### Set exercise:
Name every distinct command-line option written with leading double hyphens in the rebase discussion, listing each one only once.

### Provided passage:
That sounds reasonable, (I'm not sure what one would do with the commit
message though as creating an empty commit wont be any use for blame or
someone looking at the commit that introduced the change upstream. One
could use add a note to the upstream commit but then there's the problem 
of sharing notes)

> It's a somewhat rare usecase involving projects that generally aren't
> careful with commit messages but which has some people working on it
> who are careful.  But even for these projects, the odds that a commit
> message will just get tossed anyway seem fairly high, so I will not
> strongly defend this choice; it just seemed like "--keep-empty" or
> "--empty=keep" should mean "keep empty", not "sometimes keep empty".
> So, if it'd be nice if we could come up with clear wording if we are
> going to implement other possibilities.
> 
> Anyway, am I correctly understanding that you would like to see the
> following matrix of options?
>   * Drop commits that either start or become empty [the current --empty=drop]

Yes please

>   * Pause and ask users whether they want commits that either start or
> become empty [the current --empty=ask]

I'd prefer an option to keep the commits that start empty and ask about
the ones that become empty (just like --keep-empty does now)

>   * Keep commits that start empty, but drop ones that become empty [a
> new option]

Yes please

> and possibly drop the current --empty=keep behavior?

Yes as I'm not sure it's that useful, if users want to keep the
information from the message of a commit that becomes empty I'm not sure
just creating an empty commit is going to be much use in practice.

>>> Note that traditionally, am-based rebases have always dropped commits
>>> that either started or became empty, while interactive-based rebases
>>> have defaulted to ask (and provided an option to keep commits that
>>> started empty).  This difference made sense since users of an am-based
>>> rebase just wanted to quickly batch apply a sequence of commits, while
>>> users editing a todo list will likely want the chance to interact and
>>> handle unusual cases on a case-by-case basis.

### Data provided:
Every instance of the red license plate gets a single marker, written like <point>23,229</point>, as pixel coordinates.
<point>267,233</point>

### Exercise answer:
--keep-empty
--empty=keep
--empty=drop
--empty=ask